Questions to answer
• A. In the article on the AP fishing-industry investigation, how many slaves were freed as a result of the reporting?
• B. From the article on the AP fishing-industry investigation, echo the passage between "A team of Associated" and "the United States.", inclusive.
• C. According to the article on the AP fishing-industry investigation, why did the reporters follow specific loads of slave-caught seafood to the supply chains of particular brands and stores?

Text passage
=== Begin Enclosure ===
A team of Associated Press reporters won the Pulitzer Prize for Public Service based on its international investigation of the fishing industry in Southeast Asia that freed more than 2,000 slaves and traced the seafood they caught to supermarkets and pet food providers across the United States.
The reporting by Esther Htusan, Margie Mason, Robin McDowell and Martha Mendoza also led to the arrests of a dozen people, the seizure of ships worth millions of dollars and the introduction of legislation in the U.S. Congress to create greater transparency from food suppliers.
“The AP journalists accomplished two goals that had eluded others,” AP senior vice president and executive editor Kathleen Carroll wrote in her nomination letter to the Pulitzer judges. “They found captive slaves, countering industry claims that the problems had been solved. And they followed specific loads of slave-caught seafood to supply chains of particular brands and stores, so companies no longer could deny culpability.”
The reporters put themselves at personal risk as they investigated. They were chased by company officials threatening to ram them with their speedboat after fishermen aboard a trawler begged for their help. For four days, they hid in the back of a truck to log the names of ships loaded with tainted seafood, hiding from gunmen from the fish mafia.
The reporters tracked the trucks to cold storage and processing factories and, using customs records and business databases, traced the cargo to U.S. distributors.
Read Talking Biz News’s Q&A with Mason about the stories.
=== End Enclosure ===
Material shown
=== Begin Enclosure ===
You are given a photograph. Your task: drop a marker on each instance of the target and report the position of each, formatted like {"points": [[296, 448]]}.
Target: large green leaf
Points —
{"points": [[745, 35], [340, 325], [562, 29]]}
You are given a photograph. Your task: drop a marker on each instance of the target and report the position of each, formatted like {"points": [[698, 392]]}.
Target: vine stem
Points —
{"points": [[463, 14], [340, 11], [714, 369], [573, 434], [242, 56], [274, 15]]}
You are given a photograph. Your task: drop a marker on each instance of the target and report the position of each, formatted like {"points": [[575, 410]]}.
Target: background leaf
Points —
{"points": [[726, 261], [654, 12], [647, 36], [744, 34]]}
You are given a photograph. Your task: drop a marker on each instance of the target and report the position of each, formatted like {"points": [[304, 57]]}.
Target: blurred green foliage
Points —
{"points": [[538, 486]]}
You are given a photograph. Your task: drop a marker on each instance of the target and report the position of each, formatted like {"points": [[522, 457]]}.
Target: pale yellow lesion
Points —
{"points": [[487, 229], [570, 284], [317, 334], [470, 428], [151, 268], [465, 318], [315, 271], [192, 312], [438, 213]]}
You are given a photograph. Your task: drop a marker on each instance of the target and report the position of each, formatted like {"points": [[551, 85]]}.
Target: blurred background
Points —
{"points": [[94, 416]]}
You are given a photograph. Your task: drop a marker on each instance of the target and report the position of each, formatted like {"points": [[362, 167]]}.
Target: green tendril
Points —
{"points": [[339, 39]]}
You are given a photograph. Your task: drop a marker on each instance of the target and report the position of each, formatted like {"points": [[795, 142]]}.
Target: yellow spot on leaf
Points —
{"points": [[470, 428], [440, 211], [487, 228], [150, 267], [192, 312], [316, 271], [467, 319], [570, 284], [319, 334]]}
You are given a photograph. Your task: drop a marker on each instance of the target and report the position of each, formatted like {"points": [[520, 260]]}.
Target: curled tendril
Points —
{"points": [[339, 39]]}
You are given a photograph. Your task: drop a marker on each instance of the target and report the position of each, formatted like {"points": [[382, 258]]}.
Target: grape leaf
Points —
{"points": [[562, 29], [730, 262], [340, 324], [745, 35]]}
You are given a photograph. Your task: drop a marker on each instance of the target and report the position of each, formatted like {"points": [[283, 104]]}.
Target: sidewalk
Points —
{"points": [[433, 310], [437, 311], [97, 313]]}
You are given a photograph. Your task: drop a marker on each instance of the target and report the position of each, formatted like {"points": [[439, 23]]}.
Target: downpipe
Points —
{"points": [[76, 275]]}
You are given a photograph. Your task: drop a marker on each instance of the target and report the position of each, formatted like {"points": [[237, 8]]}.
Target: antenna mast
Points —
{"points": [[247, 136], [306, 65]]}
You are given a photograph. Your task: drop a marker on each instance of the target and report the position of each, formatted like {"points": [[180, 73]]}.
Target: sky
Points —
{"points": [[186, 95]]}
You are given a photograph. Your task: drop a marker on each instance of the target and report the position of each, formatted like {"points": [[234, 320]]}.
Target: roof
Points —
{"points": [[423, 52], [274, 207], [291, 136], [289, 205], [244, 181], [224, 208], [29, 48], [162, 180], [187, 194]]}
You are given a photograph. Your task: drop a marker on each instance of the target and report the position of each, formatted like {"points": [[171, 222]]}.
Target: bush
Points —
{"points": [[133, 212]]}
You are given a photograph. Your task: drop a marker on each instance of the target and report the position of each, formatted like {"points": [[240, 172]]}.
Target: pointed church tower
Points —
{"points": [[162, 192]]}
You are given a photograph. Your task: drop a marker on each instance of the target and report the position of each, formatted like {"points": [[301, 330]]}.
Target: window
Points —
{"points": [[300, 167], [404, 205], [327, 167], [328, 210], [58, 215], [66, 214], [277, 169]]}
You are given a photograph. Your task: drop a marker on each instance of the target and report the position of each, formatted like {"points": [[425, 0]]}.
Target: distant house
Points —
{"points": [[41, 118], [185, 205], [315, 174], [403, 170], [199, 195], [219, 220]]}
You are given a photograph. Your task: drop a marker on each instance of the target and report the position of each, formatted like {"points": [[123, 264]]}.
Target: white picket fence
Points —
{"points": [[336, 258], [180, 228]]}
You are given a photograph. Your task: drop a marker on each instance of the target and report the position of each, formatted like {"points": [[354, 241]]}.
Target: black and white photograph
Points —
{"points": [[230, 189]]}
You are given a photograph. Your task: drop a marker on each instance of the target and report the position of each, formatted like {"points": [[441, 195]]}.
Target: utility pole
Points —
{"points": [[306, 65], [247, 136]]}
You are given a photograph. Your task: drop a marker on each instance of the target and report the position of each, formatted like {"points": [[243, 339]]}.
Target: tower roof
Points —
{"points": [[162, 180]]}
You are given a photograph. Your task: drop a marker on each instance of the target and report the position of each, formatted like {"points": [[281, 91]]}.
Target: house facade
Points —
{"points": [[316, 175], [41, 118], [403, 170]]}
=== End Enclosure ===
Answers to the tasks
• A. More than 2,000.

• B.
A team of Associated Press reporters won the Pulitzer Prize for Public Service based on its international investigation of the fishing industry in Southeast Asia that freed more than 2,000 slaves and traced the seafood they caught to supermarkets and pet food providers across the United States.

• C. They traced the seafood to particular brands and stores so that companies could no longer deny culpability.